>>>

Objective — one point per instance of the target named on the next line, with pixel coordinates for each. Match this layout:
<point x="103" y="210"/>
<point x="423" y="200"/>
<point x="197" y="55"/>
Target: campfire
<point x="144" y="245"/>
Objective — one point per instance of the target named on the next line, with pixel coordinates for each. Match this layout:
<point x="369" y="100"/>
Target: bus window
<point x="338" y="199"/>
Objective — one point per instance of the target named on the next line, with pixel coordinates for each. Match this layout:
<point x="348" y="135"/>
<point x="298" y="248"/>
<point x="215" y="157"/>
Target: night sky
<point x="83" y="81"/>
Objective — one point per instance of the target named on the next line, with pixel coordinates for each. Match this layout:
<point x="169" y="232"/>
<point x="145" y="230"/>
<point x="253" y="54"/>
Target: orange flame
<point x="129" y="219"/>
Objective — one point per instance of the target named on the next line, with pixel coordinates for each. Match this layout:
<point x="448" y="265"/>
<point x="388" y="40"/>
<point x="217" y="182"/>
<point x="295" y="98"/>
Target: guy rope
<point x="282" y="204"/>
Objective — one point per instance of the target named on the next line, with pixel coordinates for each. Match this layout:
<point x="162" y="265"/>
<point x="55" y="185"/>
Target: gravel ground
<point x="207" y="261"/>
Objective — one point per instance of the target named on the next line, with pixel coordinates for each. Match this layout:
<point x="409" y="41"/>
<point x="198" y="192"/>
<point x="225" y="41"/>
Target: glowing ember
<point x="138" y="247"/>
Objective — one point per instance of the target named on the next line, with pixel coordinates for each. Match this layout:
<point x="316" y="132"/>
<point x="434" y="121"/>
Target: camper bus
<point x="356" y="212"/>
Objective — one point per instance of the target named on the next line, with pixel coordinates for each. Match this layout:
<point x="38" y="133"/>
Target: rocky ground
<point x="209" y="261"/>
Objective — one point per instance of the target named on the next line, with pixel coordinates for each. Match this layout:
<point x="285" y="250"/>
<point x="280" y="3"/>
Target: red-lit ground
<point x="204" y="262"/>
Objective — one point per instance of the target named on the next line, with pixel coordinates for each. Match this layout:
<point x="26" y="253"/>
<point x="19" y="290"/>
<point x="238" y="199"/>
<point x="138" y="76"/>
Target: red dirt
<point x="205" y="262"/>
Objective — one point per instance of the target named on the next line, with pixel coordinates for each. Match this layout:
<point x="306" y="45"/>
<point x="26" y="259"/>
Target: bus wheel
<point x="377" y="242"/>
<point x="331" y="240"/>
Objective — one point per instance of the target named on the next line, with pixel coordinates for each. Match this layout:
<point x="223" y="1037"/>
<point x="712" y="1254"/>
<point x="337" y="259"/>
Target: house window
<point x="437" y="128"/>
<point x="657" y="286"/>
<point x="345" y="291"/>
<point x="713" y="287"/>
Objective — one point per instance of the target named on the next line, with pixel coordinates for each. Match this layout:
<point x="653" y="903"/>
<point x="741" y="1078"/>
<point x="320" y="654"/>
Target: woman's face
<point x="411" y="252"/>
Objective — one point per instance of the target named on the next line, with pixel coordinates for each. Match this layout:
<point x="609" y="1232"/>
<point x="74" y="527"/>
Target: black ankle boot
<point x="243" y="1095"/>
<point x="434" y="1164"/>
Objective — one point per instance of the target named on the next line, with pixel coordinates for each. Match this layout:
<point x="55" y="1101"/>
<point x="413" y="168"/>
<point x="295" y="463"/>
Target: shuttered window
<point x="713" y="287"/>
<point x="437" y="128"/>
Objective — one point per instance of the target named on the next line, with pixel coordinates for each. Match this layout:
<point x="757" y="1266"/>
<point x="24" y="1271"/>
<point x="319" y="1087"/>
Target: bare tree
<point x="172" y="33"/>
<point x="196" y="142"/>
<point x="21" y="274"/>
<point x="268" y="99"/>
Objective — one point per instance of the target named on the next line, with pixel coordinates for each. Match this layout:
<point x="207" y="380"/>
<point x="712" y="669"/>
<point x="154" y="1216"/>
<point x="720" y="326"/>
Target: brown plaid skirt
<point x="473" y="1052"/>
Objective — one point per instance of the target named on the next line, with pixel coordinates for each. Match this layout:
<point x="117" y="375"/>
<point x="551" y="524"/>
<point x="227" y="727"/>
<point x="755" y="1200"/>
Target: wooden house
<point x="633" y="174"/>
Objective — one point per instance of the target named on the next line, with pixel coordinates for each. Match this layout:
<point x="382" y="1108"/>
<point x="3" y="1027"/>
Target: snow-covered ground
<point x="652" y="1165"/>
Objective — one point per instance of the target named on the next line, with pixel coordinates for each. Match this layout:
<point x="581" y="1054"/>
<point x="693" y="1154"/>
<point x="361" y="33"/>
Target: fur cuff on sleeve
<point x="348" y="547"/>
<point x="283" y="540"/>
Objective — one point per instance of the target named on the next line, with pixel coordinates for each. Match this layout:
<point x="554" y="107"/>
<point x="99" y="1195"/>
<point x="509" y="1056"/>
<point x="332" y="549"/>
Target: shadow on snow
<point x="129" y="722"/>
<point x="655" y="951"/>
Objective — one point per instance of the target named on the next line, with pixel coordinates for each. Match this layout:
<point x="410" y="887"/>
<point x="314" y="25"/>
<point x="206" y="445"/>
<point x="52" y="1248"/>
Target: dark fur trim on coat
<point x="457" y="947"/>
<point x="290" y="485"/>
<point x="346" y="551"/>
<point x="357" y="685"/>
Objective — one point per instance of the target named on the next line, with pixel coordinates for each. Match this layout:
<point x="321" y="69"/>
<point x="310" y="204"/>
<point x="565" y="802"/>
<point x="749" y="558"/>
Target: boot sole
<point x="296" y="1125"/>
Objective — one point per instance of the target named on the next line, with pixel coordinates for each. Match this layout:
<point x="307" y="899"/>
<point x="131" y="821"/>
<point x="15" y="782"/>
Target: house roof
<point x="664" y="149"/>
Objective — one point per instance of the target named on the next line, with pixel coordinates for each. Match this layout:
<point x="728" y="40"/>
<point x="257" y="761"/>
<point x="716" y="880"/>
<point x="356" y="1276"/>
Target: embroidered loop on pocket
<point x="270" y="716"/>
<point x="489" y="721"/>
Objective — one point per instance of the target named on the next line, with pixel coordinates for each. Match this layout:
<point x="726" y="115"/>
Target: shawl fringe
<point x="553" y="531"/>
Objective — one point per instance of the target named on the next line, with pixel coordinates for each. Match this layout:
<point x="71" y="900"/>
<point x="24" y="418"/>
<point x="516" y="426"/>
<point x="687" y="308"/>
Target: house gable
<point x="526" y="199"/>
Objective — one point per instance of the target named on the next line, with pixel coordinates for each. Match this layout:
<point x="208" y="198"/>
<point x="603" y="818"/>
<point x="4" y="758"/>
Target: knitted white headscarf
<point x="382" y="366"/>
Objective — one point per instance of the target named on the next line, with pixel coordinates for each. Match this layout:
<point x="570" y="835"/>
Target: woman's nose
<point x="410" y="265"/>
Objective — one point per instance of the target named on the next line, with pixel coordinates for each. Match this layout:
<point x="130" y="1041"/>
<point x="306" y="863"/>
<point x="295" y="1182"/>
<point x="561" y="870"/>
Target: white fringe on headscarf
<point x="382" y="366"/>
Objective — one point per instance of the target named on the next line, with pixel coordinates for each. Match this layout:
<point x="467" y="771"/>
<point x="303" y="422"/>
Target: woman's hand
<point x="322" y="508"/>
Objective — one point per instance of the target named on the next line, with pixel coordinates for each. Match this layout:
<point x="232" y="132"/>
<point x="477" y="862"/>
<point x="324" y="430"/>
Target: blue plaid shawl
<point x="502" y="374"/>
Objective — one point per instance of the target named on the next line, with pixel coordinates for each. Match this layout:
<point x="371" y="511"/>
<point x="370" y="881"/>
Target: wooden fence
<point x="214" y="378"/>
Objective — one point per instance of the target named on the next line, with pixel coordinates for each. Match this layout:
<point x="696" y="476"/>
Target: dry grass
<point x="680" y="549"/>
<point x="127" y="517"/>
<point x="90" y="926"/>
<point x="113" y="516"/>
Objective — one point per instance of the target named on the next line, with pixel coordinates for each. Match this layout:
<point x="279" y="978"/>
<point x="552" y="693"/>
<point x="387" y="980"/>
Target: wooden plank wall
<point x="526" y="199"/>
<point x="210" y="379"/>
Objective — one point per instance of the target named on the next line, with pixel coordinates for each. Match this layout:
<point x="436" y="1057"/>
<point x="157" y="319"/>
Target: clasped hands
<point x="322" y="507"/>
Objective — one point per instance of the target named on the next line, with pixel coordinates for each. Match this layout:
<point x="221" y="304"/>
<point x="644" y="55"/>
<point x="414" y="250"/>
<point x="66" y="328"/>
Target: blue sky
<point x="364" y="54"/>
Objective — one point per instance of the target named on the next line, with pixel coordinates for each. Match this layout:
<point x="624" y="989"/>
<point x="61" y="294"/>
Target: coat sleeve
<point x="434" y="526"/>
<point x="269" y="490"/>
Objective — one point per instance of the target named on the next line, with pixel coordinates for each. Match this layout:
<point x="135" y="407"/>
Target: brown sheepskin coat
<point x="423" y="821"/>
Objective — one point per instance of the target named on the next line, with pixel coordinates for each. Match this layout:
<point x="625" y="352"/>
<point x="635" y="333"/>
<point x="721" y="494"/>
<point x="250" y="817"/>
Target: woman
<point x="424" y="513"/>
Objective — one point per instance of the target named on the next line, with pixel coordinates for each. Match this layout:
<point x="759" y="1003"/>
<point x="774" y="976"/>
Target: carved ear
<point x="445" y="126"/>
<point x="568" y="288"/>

<<<

→ What you should do
Please copy exactly, and only, the lines running from the one containing "Target: brown sheepskin coat" through the end of the listing.

→ Output
Target: brown sheepskin coat
<point x="423" y="821"/>
Objective — one point per instance of the target named on the next line, with pixel coordinates for each. Match this layout:
<point x="625" y="352"/>
<point x="635" y="333"/>
<point x="721" y="494"/>
<point x="250" y="817"/>
Target: woman
<point x="424" y="513"/>
Objective — one point per instance of the target named on the next line, with pixel coordinates for each. Match this layout:
<point x="759" y="1003"/>
<point x="774" y="976"/>
Target: carved ear
<point x="445" y="126"/>
<point x="568" y="288"/>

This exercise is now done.